#### Aim of the exercise:
Pull every line containing the word "green" from the records.

(Stored items from a collection)

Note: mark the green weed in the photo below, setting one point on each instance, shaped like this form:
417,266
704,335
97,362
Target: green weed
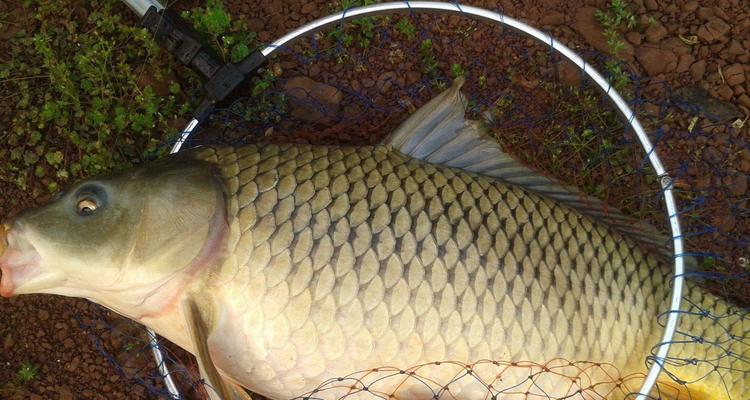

#### Solution for this problem:
Note: mark the green weed in the photo below, setting one point on each instance, shaped like this form:
Target: green weed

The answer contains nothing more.